- Object position labeling entries
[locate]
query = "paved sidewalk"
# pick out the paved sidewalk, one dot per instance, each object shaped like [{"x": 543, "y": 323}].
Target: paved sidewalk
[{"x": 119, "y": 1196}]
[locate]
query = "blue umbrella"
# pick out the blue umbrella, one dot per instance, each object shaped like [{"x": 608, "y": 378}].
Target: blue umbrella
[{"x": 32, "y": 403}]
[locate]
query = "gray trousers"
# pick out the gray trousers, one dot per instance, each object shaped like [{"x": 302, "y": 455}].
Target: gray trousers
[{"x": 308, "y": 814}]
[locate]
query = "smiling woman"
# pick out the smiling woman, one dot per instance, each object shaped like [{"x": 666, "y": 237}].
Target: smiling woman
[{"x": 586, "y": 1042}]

- Task to complete
Rewrite all the material above as a numbered list, one line per item, with blank lines omitted.

- Response to the exercise
1. [locate]
2. query = "paved sidewalk"
3. # pick out the paved sidewalk, one dot per instance, each object shaped like [{"x": 543, "y": 323}].
4. Target: paved sidewalk
5. [{"x": 119, "y": 1196}]
6. [locate]
7. query = "blue umbrella"
8. # pick out the blue umbrella, one dot per instance, each object shaped like [{"x": 608, "y": 378}].
9. Target: blue umbrella
10. [{"x": 32, "y": 403}]
11. [locate]
12. query = "gray trousers"
13. # pick out the gray trousers, one dot per instance, each object shaped like [{"x": 302, "y": 455}].
14. Target: gray trousers
15. [{"x": 308, "y": 814}]
16. [locate]
17. query = "smiling woman"
18. # pick out the smiling woman, one dot per instance, each object shaped like [{"x": 666, "y": 237}].
19. Target: smiling woman
20. [{"x": 586, "y": 1042}]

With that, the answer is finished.